◆ Description of the task ◆
Please carry on the article below about Sears in South Florida, starting right after its last sentence.

Start of Source text

Sears is in trouble.
What used to be America’s “Everything Store,” is now teetering on the brink of extinction.
The latest: a last-ditch bid to save the company from disappearing.
South Florida still has a handful of Sears locations: Cutler Bay, Coral Way, Fort Lauderdale, Hialeah, Key West. Stores in Plantation and Aventura have closed in recent months.
Digital Access For Only $0.99
For the most comprehensive local coverage, subscribe today.
But there is one vestige of Sears in downtown Miami that has been preserved.
While the store itself was demolished to make way for the Adrienne Arsht Center for the Performing Arts, the 1929 Art Deco tower is the centerpiece of the complex.
Home to several restaurants and bars through the years, it is now is home to the Book & Books store and cafe.
Here is a look back through the Miami Herald archives at Sears in South Florida:
CHANGE IN AVENTURA
Published November, 2017:
Goodbye, Sears Aventura Mall. Hello, Esplanade Aventura, an open-air shopping village replacing the retail giant.
New York-based Seritage Growth Properties, which owns the vast majority of Sears’ real estate properties, announced plans Friday for the 12.3-acre plot that once housed Sears, Sears Auto Center and parking lots adjacent to Aventura Mall.
The project, first proposed by Sears in 2014, now calls for an open, 215,000-square-foot space encompassing retail, dining and entertainment along a pedestrian boulevard and outdoor plazas. Many of the retailers will be new to South Florida or to the U.S., and most restaurants will be affiliated with well-known chefs, said Benjamin Schall, Seritage’s CEO.
Esplanade Aventura is scheduled to open in late 2019. Under the plan, the current Sears building will be demolished.
BOOKS & BOOKS
Published September 2014:
Theatergoers, office workers and residents of Miami’s Omni area will have a new place to grab a bite — or a book — by the end of the year.
South Florida literary stalwart Books & Books is moving into the historic former Sears Tower on the campus of the Adrienne Arsht Center for the Performing Arts, the two parties told the Miami Herald.
The bookstore’s cafe, with indoor and outdoor seating for about 100, will be open for breakfast, lunch and dinner every day. “I think it’s just a win-win for everybody,” said Books & Books owner Mitchell Kaplan, who grew up in Miami not far from the tower. “I’m thrilled.”
He said Arsht Center representatives approached him with the idea and suggested Books & Books could do “something very special” with the tower, considering it has already set up stores and restaurants in historic buildings in Coral Gables and Miami Beach.
“My philosophy is that I just want to be in interesting places,” Kaplan said. “I don’t sort of go actively looking, but if someone comes to me with a really, really interesting proposal or suggests something, we will jump on it. This is one of those. I wasn’t even aware that that was even a possibility, and when I heard that it was, it just fit so easily.”

End of Source text
Start of Record extracts

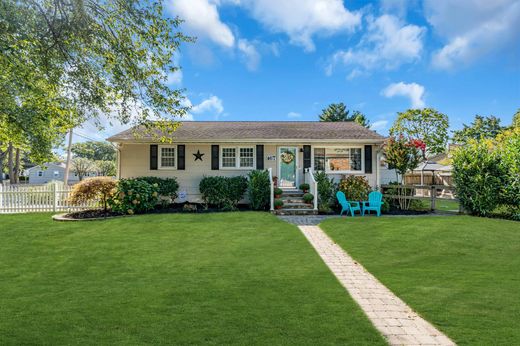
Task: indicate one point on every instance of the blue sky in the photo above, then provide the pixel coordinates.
(288, 59)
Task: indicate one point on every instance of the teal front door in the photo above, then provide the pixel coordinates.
(287, 163)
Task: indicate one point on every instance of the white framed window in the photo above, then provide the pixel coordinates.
(237, 158)
(247, 158)
(166, 157)
(229, 157)
(339, 159)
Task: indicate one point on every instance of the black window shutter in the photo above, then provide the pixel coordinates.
(214, 157)
(181, 157)
(260, 156)
(153, 156)
(306, 156)
(368, 159)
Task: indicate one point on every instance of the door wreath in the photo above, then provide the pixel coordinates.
(287, 157)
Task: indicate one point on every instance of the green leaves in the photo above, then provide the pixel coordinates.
(480, 128)
(67, 61)
(339, 112)
(426, 124)
(402, 155)
(258, 189)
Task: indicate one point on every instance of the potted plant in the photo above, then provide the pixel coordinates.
(308, 198)
(305, 187)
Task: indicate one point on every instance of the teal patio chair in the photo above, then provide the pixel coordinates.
(375, 200)
(346, 205)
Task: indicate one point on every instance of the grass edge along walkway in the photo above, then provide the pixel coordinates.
(390, 315)
(459, 272)
(222, 278)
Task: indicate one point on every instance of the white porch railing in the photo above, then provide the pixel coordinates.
(313, 186)
(271, 184)
(38, 198)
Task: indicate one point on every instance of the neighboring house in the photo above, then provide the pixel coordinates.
(201, 148)
(47, 172)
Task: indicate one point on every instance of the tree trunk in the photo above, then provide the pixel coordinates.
(17, 167)
(10, 163)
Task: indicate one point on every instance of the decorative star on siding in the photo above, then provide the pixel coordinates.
(198, 155)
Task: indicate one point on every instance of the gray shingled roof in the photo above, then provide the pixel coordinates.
(205, 131)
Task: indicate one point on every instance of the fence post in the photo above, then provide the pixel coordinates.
(433, 193)
(54, 197)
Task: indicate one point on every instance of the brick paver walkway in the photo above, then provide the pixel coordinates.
(389, 314)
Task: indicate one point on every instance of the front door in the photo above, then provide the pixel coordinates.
(287, 163)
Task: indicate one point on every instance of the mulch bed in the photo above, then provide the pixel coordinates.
(91, 214)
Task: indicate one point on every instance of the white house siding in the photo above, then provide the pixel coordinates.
(135, 161)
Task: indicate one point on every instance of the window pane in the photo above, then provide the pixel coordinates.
(319, 159)
(246, 157)
(355, 157)
(167, 157)
(228, 157)
(338, 159)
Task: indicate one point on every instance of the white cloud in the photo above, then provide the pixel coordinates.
(379, 125)
(414, 91)
(211, 104)
(249, 54)
(293, 115)
(473, 28)
(387, 44)
(303, 19)
(174, 78)
(202, 19)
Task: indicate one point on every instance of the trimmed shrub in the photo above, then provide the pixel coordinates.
(326, 191)
(356, 188)
(479, 177)
(308, 198)
(134, 196)
(93, 189)
(223, 192)
(259, 190)
(305, 187)
(166, 187)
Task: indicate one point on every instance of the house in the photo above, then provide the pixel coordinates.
(47, 172)
(289, 149)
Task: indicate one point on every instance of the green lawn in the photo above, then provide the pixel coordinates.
(446, 205)
(461, 273)
(227, 278)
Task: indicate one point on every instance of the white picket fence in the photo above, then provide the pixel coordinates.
(38, 198)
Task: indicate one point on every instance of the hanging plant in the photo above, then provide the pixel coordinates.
(287, 157)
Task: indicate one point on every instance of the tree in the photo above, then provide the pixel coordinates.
(427, 124)
(94, 150)
(339, 112)
(361, 119)
(516, 119)
(66, 61)
(105, 168)
(335, 112)
(481, 128)
(402, 154)
(82, 167)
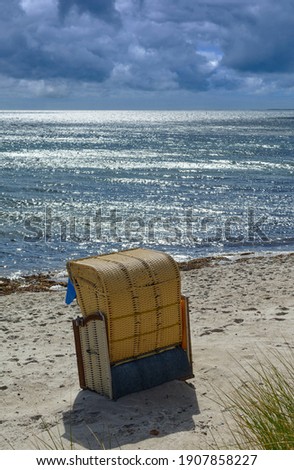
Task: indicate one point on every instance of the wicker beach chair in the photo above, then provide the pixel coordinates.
(134, 331)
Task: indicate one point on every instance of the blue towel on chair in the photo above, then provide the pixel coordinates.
(70, 293)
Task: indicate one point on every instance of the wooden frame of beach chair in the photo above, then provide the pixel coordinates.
(134, 320)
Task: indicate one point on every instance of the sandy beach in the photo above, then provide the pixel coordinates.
(238, 308)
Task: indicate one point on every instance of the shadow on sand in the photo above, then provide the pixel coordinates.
(95, 422)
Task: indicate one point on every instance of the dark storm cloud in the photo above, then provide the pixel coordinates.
(263, 39)
(101, 8)
(149, 44)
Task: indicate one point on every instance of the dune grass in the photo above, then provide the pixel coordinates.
(262, 405)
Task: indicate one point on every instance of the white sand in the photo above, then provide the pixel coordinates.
(237, 309)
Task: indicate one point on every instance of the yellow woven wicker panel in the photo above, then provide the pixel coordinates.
(95, 356)
(139, 293)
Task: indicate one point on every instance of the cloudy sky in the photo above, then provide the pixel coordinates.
(138, 54)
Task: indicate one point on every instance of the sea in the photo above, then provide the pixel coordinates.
(190, 183)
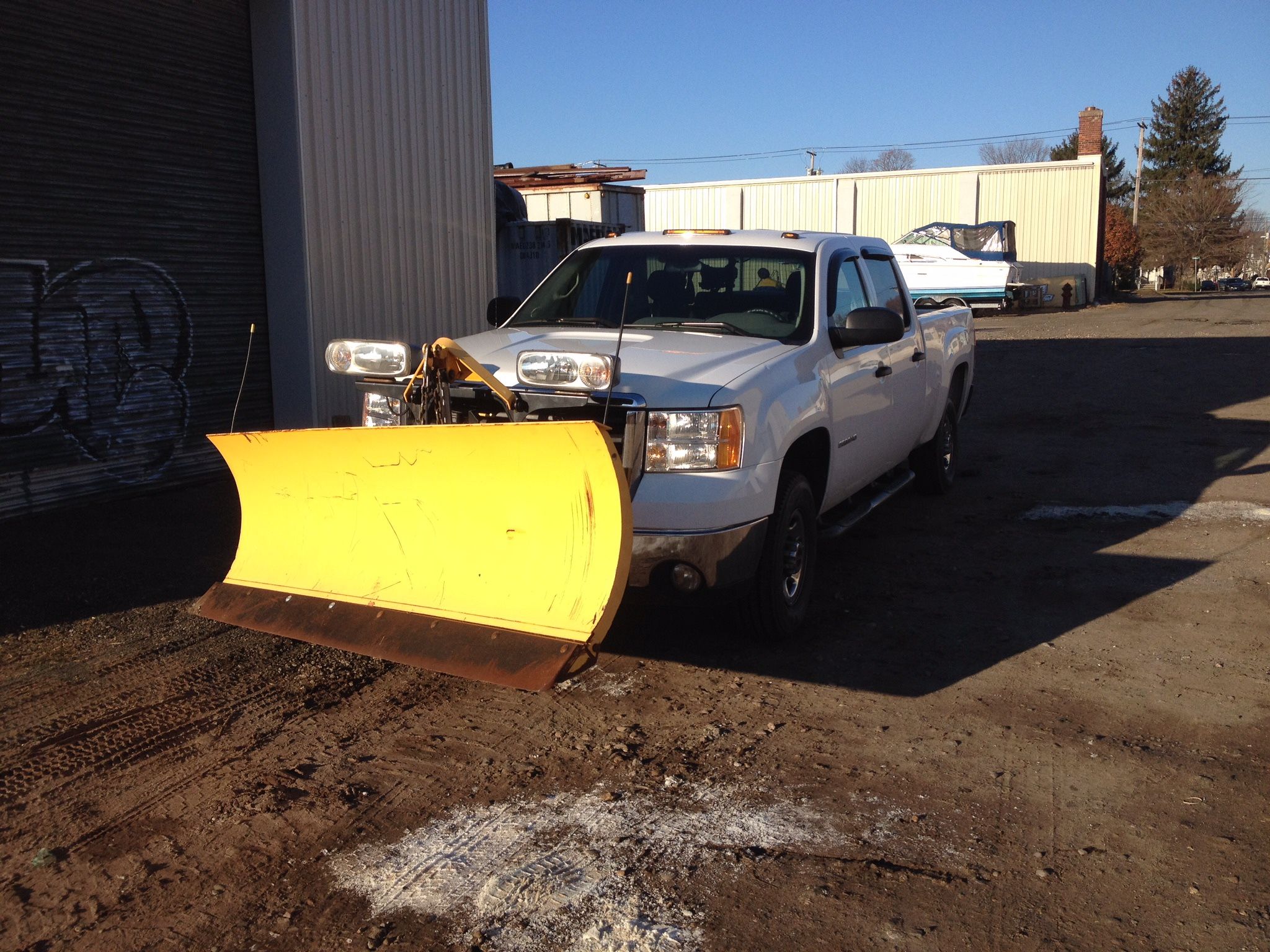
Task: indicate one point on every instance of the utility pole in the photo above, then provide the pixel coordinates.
(1137, 180)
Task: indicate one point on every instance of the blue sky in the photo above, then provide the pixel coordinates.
(578, 82)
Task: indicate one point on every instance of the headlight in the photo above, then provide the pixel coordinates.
(694, 439)
(551, 368)
(375, 358)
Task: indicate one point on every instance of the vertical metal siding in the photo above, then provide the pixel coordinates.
(693, 207)
(397, 151)
(130, 247)
(1060, 206)
(890, 206)
(1054, 205)
(802, 205)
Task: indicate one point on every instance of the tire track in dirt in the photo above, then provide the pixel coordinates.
(31, 692)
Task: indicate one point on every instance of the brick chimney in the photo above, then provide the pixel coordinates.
(1090, 139)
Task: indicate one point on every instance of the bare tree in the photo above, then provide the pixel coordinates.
(1199, 216)
(888, 161)
(858, 164)
(894, 161)
(1014, 150)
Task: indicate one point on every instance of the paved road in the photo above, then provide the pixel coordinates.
(1030, 715)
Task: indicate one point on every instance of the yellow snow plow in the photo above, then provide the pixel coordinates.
(495, 549)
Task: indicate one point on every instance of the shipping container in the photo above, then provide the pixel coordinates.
(528, 249)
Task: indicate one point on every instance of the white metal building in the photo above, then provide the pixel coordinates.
(1055, 207)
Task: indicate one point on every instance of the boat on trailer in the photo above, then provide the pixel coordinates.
(945, 263)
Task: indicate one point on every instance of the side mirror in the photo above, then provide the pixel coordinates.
(499, 309)
(868, 325)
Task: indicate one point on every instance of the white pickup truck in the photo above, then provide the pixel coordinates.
(768, 387)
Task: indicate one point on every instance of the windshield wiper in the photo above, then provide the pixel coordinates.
(577, 322)
(704, 325)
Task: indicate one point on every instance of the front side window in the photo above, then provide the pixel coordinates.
(848, 291)
(887, 291)
(721, 289)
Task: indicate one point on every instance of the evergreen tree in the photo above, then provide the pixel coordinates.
(1113, 165)
(1186, 127)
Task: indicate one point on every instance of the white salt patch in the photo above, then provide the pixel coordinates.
(602, 682)
(571, 871)
(1199, 512)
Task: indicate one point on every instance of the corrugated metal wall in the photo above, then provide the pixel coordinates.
(887, 206)
(397, 148)
(807, 203)
(1061, 208)
(130, 245)
(1054, 206)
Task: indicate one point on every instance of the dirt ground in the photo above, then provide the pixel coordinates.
(1010, 724)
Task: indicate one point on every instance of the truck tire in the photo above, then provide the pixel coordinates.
(935, 462)
(776, 602)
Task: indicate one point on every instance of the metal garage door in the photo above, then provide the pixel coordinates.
(131, 265)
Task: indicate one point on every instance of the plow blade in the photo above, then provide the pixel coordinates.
(491, 551)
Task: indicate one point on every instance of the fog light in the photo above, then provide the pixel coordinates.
(685, 578)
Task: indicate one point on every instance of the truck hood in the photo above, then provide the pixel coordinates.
(670, 368)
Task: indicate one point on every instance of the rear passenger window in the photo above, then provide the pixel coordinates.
(849, 293)
(882, 273)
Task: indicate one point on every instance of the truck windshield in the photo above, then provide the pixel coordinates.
(716, 289)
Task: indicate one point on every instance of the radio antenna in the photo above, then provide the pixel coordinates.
(251, 334)
(621, 327)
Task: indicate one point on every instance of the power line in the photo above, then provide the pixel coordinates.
(1112, 126)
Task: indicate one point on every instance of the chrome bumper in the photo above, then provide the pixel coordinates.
(723, 557)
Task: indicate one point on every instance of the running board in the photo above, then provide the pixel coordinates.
(882, 491)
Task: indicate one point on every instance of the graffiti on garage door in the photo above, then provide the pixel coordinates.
(95, 358)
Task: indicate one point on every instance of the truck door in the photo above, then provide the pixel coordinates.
(905, 361)
(860, 407)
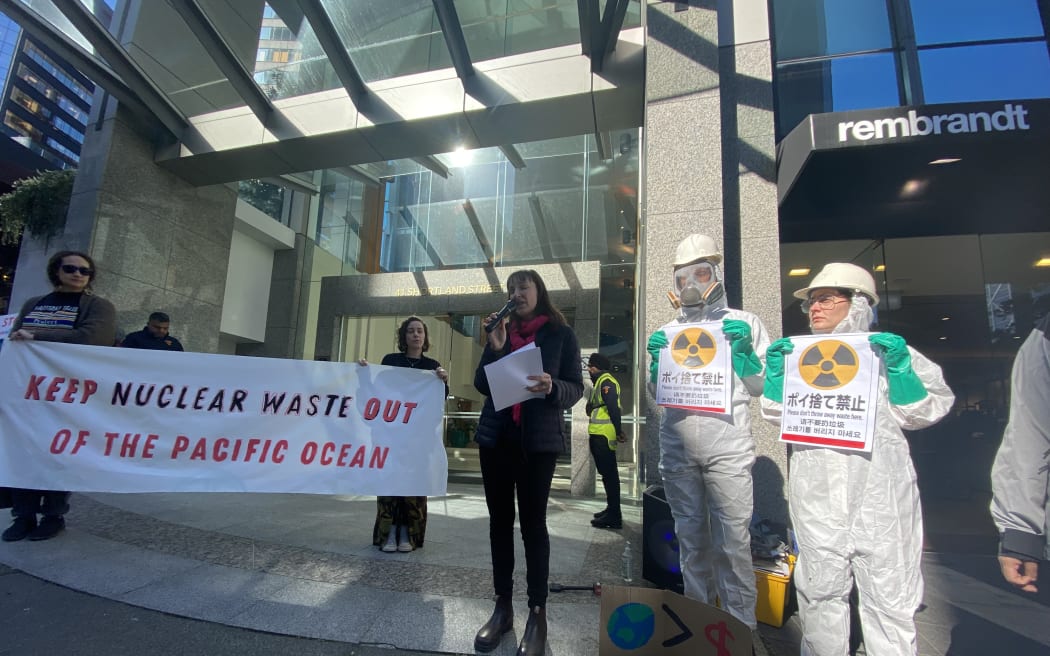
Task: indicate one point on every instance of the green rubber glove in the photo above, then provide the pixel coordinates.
(746, 361)
(656, 342)
(774, 387)
(902, 382)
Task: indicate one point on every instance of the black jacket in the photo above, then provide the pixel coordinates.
(543, 422)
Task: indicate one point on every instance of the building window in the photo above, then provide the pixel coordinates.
(47, 64)
(22, 126)
(815, 27)
(30, 105)
(995, 71)
(837, 84)
(958, 21)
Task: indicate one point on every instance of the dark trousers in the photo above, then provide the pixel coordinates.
(605, 462)
(504, 469)
(29, 503)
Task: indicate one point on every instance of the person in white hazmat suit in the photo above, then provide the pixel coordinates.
(857, 515)
(1021, 474)
(706, 458)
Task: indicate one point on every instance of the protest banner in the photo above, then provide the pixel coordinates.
(644, 621)
(694, 369)
(118, 420)
(831, 390)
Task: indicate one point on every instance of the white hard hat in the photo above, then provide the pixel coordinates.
(842, 276)
(695, 248)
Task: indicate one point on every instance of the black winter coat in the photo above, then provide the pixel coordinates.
(543, 423)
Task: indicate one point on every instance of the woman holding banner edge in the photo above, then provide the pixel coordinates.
(401, 521)
(519, 447)
(74, 315)
(856, 514)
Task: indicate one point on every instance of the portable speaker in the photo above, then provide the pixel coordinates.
(659, 547)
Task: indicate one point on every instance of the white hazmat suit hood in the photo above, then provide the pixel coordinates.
(857, 517)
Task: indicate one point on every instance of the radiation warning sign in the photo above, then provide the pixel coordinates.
(694, 368)
(831, 387)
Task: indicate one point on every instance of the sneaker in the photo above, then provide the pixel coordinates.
(391, 545)
(49, 527)
(20, 529)
(404, 544)
(607, 522)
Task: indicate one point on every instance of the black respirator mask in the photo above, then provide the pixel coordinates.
(697, 286)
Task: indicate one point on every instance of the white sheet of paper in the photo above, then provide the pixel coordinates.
(508, 377)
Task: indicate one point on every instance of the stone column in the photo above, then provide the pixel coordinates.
(710, 168)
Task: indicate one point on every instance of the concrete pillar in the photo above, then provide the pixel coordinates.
(710, 168)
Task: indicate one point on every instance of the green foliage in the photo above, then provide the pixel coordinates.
(264, 196)
(36, 205)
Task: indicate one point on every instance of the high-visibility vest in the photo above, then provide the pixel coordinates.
(600, 422)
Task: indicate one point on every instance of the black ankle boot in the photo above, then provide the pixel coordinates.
(534, 640)
(501, 621)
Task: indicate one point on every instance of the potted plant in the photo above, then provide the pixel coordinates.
(36, 206)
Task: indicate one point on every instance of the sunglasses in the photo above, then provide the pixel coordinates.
(84, 271)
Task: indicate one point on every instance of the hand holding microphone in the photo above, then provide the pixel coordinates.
(501, 315)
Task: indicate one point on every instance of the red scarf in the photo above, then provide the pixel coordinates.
(521, 334)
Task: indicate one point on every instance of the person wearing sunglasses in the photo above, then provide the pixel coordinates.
(706, 458)
(856, 514)
(74, 315)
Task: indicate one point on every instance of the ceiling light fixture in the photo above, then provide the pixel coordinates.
(461, 156)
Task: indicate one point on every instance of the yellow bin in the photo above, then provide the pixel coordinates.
(772, 600)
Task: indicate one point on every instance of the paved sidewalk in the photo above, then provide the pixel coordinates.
(302, 566)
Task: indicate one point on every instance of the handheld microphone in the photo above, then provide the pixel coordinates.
(501, 315)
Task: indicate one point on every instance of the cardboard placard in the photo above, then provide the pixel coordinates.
(645, 621)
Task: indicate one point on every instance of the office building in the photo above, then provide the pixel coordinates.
(414, 153)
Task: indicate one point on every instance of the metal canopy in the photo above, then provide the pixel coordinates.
(223, 56)
(479, 232)
(421, 237)
(125, 80)
(608, 33)
(453, 30)
(334, 49)
(512, 155)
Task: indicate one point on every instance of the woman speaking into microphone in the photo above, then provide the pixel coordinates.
(519, 446)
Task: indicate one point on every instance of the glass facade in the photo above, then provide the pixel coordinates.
(566, 205)
(839, 56)
(963, 298)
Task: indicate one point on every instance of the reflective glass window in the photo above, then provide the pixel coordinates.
(816, 27)
(999, 71)
(860, 82)
(937, 21)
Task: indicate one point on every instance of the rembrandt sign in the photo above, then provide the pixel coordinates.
(1012, 117)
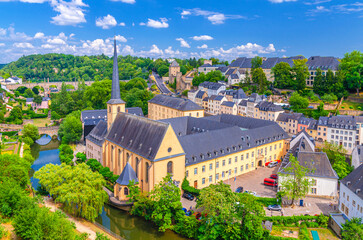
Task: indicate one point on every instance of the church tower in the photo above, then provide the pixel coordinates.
(115, 104)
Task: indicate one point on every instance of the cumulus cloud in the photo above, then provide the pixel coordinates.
(202, 38)
(106, 22)
(163, 23)
(70, 13)
(204, 46)
(125, 1)
(23, 45)
(183, 43)
(213, 17)
(39, 35)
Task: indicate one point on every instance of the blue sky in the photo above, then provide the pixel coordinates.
(181, 28)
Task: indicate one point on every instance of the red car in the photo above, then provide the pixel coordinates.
(273, 176)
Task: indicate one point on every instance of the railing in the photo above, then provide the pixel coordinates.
(108, 231)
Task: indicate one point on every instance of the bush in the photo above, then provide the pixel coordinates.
(187, 188)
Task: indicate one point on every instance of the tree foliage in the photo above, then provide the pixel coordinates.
(78, 188)
(295, 184)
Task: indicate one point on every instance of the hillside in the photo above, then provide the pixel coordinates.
(62, 67)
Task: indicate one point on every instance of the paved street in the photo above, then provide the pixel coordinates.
(160, 84)
(253, 181)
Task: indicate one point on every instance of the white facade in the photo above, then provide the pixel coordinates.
(349, 203)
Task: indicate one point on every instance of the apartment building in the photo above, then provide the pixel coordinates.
(324, 63)
(351, 195)
(229, 107)
(289, 122)
(267, 111)
(162, 106)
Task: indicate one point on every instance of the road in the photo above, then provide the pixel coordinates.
(160, 84)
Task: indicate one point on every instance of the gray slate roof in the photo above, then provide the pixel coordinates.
(115, 90)
(228, 103)
(137, 134)
(324, 63)
(175, 103)
(355, 180)
(268, 106)
(127, 175)
(206, 138)
(98, 133)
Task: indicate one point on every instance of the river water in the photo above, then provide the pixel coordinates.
(116, 220)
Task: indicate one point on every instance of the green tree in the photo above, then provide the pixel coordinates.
(283, 75)
(78, 188)
(352, 69)
(353, 229)
(70, 130)
(295, 184)
(167, 205)
(319, 86)
(300, 73)
(298, 102)
(31, 131)
(256, 62)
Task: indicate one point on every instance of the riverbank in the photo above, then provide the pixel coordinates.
(82, 226)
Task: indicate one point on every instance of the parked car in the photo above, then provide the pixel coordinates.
(239, 190)
(188, 196)
(273, 176)
(272, 164)
(275, 207)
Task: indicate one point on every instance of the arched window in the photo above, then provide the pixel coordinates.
(147, 172)
(170, 167)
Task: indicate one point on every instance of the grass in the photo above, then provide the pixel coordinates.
(40, 122)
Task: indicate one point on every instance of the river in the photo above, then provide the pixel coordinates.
(116, 220)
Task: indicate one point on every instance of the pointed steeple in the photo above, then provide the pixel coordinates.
(115, 91)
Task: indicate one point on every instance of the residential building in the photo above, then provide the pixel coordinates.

End of Record extracts

◆ Output below ◆
John Richard, president and CEO of the Arsht Center, said the institution - which positions itself as Miami’s “new town square” - has been searching quietly for the right match to take over the space in the Carnival Tower, as it is now known.
“The idea here is to develop a concept for the Café at Books & Books that would be a destination in and of itself on our campus,” he said. “So the idea of two Miami household name brands teaming up and then bringing new life to the corner of 13th and Biscayne Boulevard, in our view, is the cornerstone of the town square effort of activating the neighborhood.”
Like the Arsht Center itself, the tower is owned by Miami-Dade County and operated by the Performing Arts Center Trust. Books & Books will have a “market-based lease,” Richard said, for a three-year term with the option to renew for another three.
With 2,500 square feet inside and about 6,000 square feet outdoors, the restaurant and shop will have a greater focus on the cafe than other Books & Books locations in Coral Gables, Miami Beach and Bal Harbour.
Chef Allen Susser, who oversees food at the book chain’s other locations, is working on the menu and said it will include a “whole array of snacks, burgers, artisan tartine, paninis and salads, big plates, breakfast.” Parking will be free in the center’s Lot C before 10 a.m. on weekdays, and those coming for lunch or dinner will pay metered parking rates in that lot unless a performance is going on, when the rates increase.
Susser said a coffee bar with some seating will be set up near Biscayne Boulevard and tables will be available on the promenade next to the Ziff Ballet Opera House.
For patrons coming to a show, the restaurant will offer pre-show, fixed price menus and grab-and-go snacks for those in a rush. A full bar will be set up on the tower’s second level.
The Carnival Tower has been empty since the Bombay Sapphire Lounge closed almost two years ago. That venue was open only before and after shows on performance nights.
And the Arsht Center hasn’t had an on-site restaurant since Prelude by Barton G closed in June; a separate agreement is being finalized with a new partner to operate an on-site restaurant and handle catering and concessions.
THE BOMBAY SAPPHIRE
Published August 2010:
The next piece in the revival of Biscayne Boulevard’s Omni area could be Bombay Sapphire.
We’re not talking about ice blue bottles of the super premium gin lining the street, but this week’s soft-opening of a new Bombay Sapphire Lounge at the Adrienne Arsht Center for the Performing Arts in Miami.
The goal is that the lounge, located in the historic former Sears Tower, will become a gathering place both for patrons of the Arsht Center and others in the neighborhood seeking a hip place to hang out.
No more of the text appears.